[BEGIN]

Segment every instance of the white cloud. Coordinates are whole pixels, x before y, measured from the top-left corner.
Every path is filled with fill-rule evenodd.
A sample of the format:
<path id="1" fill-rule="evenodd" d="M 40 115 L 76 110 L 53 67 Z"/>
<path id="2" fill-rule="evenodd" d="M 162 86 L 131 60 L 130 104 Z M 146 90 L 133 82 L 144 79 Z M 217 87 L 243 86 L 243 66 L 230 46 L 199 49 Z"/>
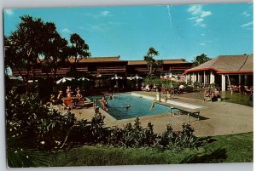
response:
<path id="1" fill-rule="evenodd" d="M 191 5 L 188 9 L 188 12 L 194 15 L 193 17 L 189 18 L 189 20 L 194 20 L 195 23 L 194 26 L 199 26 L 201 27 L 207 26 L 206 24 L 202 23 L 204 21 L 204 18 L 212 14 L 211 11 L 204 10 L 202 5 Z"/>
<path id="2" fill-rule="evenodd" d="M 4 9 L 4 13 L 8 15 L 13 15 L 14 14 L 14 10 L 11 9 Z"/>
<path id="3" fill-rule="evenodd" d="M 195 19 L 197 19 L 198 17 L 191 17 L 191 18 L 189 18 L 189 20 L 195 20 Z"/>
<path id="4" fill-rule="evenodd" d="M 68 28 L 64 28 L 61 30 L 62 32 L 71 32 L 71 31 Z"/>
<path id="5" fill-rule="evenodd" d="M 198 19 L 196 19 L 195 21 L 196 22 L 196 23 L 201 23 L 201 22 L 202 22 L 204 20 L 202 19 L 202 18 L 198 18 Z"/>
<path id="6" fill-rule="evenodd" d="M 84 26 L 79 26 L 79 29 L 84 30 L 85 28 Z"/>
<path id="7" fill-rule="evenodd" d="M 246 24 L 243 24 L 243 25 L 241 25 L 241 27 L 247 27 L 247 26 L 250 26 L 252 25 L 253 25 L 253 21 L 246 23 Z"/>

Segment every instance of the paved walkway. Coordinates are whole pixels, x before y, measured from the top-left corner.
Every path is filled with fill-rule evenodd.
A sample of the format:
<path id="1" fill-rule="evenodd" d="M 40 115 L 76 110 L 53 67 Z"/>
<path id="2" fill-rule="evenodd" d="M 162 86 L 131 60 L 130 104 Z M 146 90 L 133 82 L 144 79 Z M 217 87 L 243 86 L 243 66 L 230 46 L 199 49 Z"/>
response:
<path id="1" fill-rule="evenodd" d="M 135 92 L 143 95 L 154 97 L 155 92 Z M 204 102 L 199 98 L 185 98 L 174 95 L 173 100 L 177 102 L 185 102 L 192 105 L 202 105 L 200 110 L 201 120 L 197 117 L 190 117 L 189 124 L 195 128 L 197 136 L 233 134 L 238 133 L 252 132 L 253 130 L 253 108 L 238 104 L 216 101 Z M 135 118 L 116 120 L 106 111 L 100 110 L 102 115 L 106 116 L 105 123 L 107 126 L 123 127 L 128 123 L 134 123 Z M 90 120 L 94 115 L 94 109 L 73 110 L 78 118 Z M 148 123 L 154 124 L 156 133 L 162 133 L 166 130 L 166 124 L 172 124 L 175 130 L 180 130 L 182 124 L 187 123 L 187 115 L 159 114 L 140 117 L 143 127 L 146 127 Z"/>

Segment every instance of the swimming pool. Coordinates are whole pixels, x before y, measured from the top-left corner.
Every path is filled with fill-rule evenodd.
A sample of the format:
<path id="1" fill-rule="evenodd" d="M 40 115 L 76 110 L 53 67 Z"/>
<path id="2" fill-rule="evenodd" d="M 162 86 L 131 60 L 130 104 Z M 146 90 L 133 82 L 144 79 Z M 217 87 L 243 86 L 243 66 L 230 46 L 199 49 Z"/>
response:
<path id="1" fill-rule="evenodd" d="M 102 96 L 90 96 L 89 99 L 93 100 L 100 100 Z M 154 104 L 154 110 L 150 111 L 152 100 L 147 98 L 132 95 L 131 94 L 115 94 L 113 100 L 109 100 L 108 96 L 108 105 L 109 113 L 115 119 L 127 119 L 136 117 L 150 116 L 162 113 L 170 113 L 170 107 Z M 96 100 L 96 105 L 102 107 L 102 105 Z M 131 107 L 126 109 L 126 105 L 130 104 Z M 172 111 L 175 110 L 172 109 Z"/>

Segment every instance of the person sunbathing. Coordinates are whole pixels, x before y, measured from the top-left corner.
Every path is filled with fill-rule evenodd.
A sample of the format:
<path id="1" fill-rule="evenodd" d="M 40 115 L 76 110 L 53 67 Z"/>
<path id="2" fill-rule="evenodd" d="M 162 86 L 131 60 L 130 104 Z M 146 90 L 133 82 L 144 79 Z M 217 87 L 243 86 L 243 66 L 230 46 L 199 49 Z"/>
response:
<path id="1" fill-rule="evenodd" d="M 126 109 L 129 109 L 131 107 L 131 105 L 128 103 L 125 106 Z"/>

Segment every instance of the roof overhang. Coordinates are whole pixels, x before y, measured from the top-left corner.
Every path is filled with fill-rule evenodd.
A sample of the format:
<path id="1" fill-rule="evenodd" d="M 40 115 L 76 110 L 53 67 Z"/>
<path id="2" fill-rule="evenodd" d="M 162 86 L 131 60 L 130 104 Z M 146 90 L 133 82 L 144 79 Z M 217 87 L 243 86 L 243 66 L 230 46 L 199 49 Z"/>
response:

[END]

Copy the records word for word, starting at the very beginning and ending with the line that contains "246 24 L 243". Leave the pictures out.

**Full response:**
Segment every instance of the white cloud. Coordinates are whole pixels, x before y, measured from the top-left corner.
Every path is filled with fill-rule evenodd.
A sample of the format:
<path id="1" fill-rule="evenodd" d="M 40 115 L 76 110 L 53 67 Z"/>
<path id="2" fill-rule="evenodd" d="M 162 86 L 131 60 L 130 104 Z M 146 90 L 133 82 L 144 79 Z M 217 87 L 243 86 L 243 66 L 230 46 L 199 49 Z"/>
response:
<path id="1" fill-rule="evenodd" d="M 191 5 L 188 9 L 188 12 L 194 15 L 193 17 L 189 18 L 189 20 L 194 20 L 195 23 L 194 26 L 199 26 L 201 27 L 207 26 L 206 24 L 202 23 L 204 21 L 204 18 L 212 14 L 211 11 L 204 10 L 202 5 Z"/>
<path id="2" fill-rule="evenodd" d="M 4 9 L 4 13 L 8 15 L 13 15 L 14 14 L 14 10 L 11 9 Z"/>
<path id="3" fill-rule="evenodd" d="M 195 19 L 197 19 L 198 17 L 191 17 L 191 18 L 189 18 L 189 20 L 195 20 Z"/>
<path id="4" fill-rule="evenodd" d="M 68 28 L 64 28 L 61 30 L 62 32 L 71 32 L 71 31 Z"/>
<path id="5" fill-rule="evenodd" d="M 198 19 L 196 19 L 195 21 L 196 22 L 196 23 L 201 23 L 201 22 L 202 22 L 204 20 L 202 19 L 202 18 L 198 18 Z"/>
<path id="6" fill-rule="evenodd" d="M 84 26 L 79 26 L 79 29 L 84 30 L 85 28 Z"/>
<path id="7" fill-rule="evenodd" d="M 246 24 L 243 24 L 243 25 L 241 25 L 241 27 L 247 27 L 247 26 L 250 26 L 252 25 L 253 25 L 253 21 L 246 23 Z"/>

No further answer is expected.